#### Available data
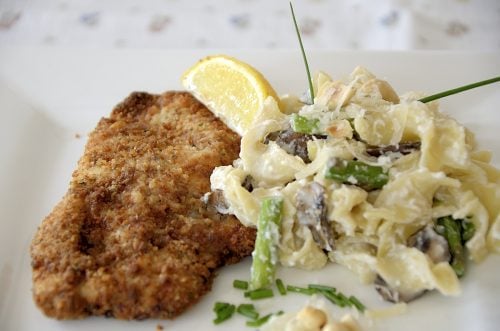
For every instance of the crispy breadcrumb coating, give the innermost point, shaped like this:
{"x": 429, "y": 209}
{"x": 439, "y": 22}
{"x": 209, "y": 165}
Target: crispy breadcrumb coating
{"x": 131, "y": 238}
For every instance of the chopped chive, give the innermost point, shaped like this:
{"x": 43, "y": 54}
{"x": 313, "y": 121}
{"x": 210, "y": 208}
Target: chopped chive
{"x": 359, "y": 306}
{"x": 248, "y": 310}
{"x": 459, "y": 89}
{"x": 219, "y": 306}
{"x": 280, "y": 286}
{"x": 262, "y": 293}
{"x": 262, "y": 320}
{"x": 303, "y": 290}
{"x": 311, "y": 90}
{"x": 223, "y": 311}
{"x": 322, "y": 287}
{"x": 241, "y": 284}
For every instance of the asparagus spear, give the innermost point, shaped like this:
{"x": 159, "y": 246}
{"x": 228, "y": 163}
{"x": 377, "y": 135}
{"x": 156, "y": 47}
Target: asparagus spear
{"x": 468, "y": 230}
{"x": 265, "y": 252}
{"x": 303, "y": 124}
{"x": 451, "y": 230}
{"x": 357, "y": 173}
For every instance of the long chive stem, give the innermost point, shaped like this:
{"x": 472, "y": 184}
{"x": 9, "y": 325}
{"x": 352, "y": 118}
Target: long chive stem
{"x": 311, "y": 90}
{"x": 459, "y": 89}
{"x": 280, "y": 286}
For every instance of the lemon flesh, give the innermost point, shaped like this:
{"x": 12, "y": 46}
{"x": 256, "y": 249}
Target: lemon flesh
{"x": 233, "y": 90}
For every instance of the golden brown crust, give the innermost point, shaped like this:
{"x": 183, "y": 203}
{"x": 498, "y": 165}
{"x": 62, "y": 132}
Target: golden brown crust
{"x": 131, "y": 238}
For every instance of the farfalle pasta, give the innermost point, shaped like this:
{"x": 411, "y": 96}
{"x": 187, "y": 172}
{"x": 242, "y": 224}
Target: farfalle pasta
{"x": 380, "y": 183}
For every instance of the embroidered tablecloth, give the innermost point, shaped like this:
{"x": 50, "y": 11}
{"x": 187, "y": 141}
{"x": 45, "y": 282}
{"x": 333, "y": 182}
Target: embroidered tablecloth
{"x": 262, "y": 24}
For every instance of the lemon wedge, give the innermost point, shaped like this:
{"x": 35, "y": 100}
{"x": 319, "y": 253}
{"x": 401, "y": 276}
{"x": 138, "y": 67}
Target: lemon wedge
{"x": 233, "y": 90}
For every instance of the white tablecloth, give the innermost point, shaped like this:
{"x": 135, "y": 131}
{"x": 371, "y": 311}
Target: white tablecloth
{"x": 325, "y": 24}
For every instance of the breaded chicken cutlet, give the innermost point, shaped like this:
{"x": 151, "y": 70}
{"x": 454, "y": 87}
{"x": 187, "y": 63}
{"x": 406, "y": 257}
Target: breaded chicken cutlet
{"x": 131, "y": 238}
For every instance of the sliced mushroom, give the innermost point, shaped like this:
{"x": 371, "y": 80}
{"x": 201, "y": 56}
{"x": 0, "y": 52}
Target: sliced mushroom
{"x": 427, "y": 241}
{"x": 215, "y": 202}
{"x": 311, "y": 211}
{"x": 391, "y": 294}
{"x": 403, "y": 148}
{"x": 431, "y": 243}
{"x": 292, "y": 142}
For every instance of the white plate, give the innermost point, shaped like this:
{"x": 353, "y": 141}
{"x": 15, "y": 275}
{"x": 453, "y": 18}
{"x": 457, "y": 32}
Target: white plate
{"x": 47, "y": 96}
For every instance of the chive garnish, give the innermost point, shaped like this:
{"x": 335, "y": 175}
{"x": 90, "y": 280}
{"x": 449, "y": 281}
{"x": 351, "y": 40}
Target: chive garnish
{"x": 262, "y": 320}
{"x": 262, "y": 293}
{"x": 223, "y": 311}
{"x": 322, "y": 287}
{"x": 248, "y": 310}
{"x": 311, "y": 91}
{"x": 280, "y": 286}
{"x": 459, "y": 89}
{"x": 303, "y": 290}
{"x": 241, "y": 284}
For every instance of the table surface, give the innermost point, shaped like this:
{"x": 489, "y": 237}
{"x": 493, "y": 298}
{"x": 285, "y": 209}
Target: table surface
{"x": 252, "y": 24}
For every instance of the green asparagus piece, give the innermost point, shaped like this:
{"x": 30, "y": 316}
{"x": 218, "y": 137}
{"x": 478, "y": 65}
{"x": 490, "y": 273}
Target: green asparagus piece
{"x": 303, "y": 124}
{"x": 468, "y": 230}
{"x": 451, "y": 230}
{"x": 357, "y": 173}
{"x": 265, "y": 252}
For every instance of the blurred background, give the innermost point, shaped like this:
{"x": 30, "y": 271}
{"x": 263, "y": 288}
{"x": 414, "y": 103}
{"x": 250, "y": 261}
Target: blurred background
{"x": 253, "y": 24}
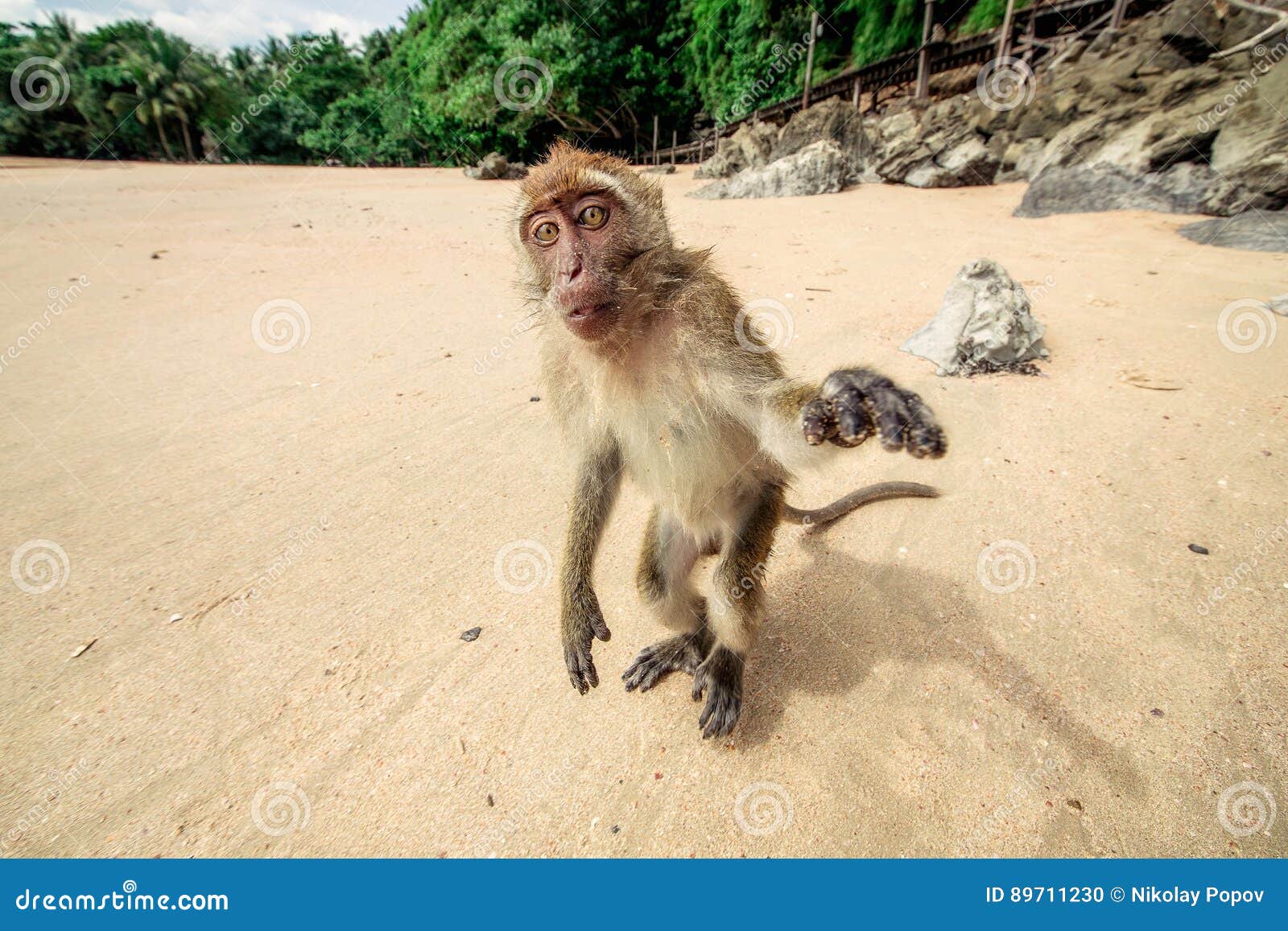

#### Work to be completed
Could the material above be given again exactly, pictures excluded?

#### Completed exercise
For every instance of the crispy breadcrumb coating, give the innermost point, shaped like this:
{"x": 429, "y": 209}
{"x": 439, "y": 22}
{"x": 209, "y": 165}
Target: crispy breadcrumb coating
{"x": 131, "y": 238}
For every instance of the chopped chive, give the innermost point, shaped like this:
{"x": 43, "y": 54}
{"x": 313, "y": 121}
{"x": 210, "y": 208}
Target: chopped chive
{"x": 359, "y": 306}
{"x": 248, "y": 310}
{"x": 459, "y": 89}
{"x": 219, "y": 306}
{"x": 280, "y": 286}
{"x": 262, "y": 293}
{"x": 262, "y": 320}
{"x": 303, "y": 290}
{"x": 311, "y": 90}
{"x": 223, "y": 311}
{"x": 322, "y": 287}
{"x": 241, "y": 284}
For every instance of the asparagus spear, give the innermost point, shaped like this:
{"x": 159, "y": 246}
{"x": 228, "y": 163}
{"x": 377, "y": 135}
{"x": 156, "y": 47}
Target: asparagus spear
{"x": 468, "y": 230}
{"x": 265, "y": 252}
{"x": 303, "y": 124}
{"x": 451, "y": 230}
{"x": 357, "y": 173}
For every instance of the long chive stem, give the innermost point, shaped like this:
{"x": 472, "y": 184}
{"x": 9, "y": 325}
{"x": 352, "y": 118}
Target: long chive stem
{"x": 311, "y": 90}
{"x": 459, "y": 89}
{"x": 280, "y": 286}
For every instance of the lemon flesh, give the innermost point, shaped like this:
{"x": 12, "y": 46}
{"x": 256, "y": 249}
Target: lemon flesh
{"x": 233, "y": 90}
For every instance of the golden brown crust, give the innermost point, shaped like this:
{"x": 183, "y": 203}
{"x": 498, "y": 165}
{"x": 62, "y": 132}
Target: golden brown crust
{"x": 131, "y": 238}
For every instance of the farfalle pasta, give the innermost point, shaped like this:
{"x": 411, "y": 96}
{"x": 187, "y": 172}
{"x": 242, "y": 224}
Target: farfalle pasta
{"x": 380, "y": 183}
For every instance of the embroidered tablecloth, give the innermost point, shaped like this:
{"x": 50, "y": 11}
{"x": 187, "y": 141}
{"x": 45, "y": 282}
{"x": 333, "y": 182}
Target: embroidered tablecloth
{"x": 262, "y": 24}
For every instance of the lemon wedge, give the innermost point, shaped like this:
{"x": 35, "y": 100}
{"x": 319, "y": 253}
{"x": 401, "y": 276}
{"x": 138, "y": 67}
Target: lemon wedge
{"x": 233, "y": 90}
For every instance of the white tablecloth, give the innermost point, shaped like this:
{"x": 135, "y": 131}
{"x": 371, "y": 311}
Target: white tablecloth
{"x": 325, "y": 24}
For every instance of the breaded chicken cutlet, give the innermost point, shaped like this:
{"x": 151, "y": 70}
{"x": 454, "y": 87}
{"x": 187, "y": 63}
{"x": 406, "y": 257}
Target: breaded chicken cutlet
{"x": 131, "y": 238}
For every instance of the sliced mushroom, give the innermost point, shaped like this:
{"x": 371, "y": 80}
{"x": 201, "y": 56}
{"x": 0, "y": 52}
Target: sliced mushroom
{"x": 427, "y": 241}
{"x": 215, "y": 202}
{"x": 311, "y": 211}
{"x": 391, "y": 294}
{"x": 403, "y": 148}
{"x": 431, "y": 243}
{"x": 292, "y": 142}
For every instance of the white plate, give the innermost point, shaped like this:
{"x": 353, "y": 141}
{"x": 15, "y": 275}
{"x": 453, "y": 18}
{"x": 457, "y": 32}
Target: white plate
{"x": 47, "y": 96}
For every instance of the chive garnish, give the innermost point, shaped like this:
{"x": 335, "y": 175}
{"x": 90, "y": 280}
{"x": 449, "y": 281}
{"x": 351, "y": 40}
Target: chive garnish
{"x": 262, "y": 320}
{"x": 262, "y": 293}
{"x": 223, "y": 311}
{"x": 322, "y": 287}
{"x": 248, "y": 310}
{"x": 311, "y": 91}
{"x": 280, "y": 286}
{"x": 459, "y": 89}
{"x": 303, "y": 290}
{"x": 241, "y": 284}
For every instance of the table surface, give the innermost point, shaped like this:
{"x": 489, "y": 237}
{"x": 493, "y": 298}
{"x": 285, "y": 209}
Target: table surface
{"x": 252, "y": 24}
For every instance of the green asparagus piece, give the innermost point, shaped like this:
{"x": 30, "y": 316}
{"x": 218, "y": 137}
{"x": 478, "y": 65}
{"x": 490, "y": 273}
Target: green asparagus piece
{"x": 303, "y": 124}
{"x": 468, "y": 230}
{"x": 451, "y": 230}
{"x": 357, "y": 173}
{"x": 265, "y": 252}
For every instance of the blurred background, give the innermost point, shaped like this:
{"x": 30, "y": 271}
{"x": 263, "y": 288}
{"x": 414, "y": 103}
{"x": 250, "y": 261}
Target: blurred background
{"x": 253, "y": 24}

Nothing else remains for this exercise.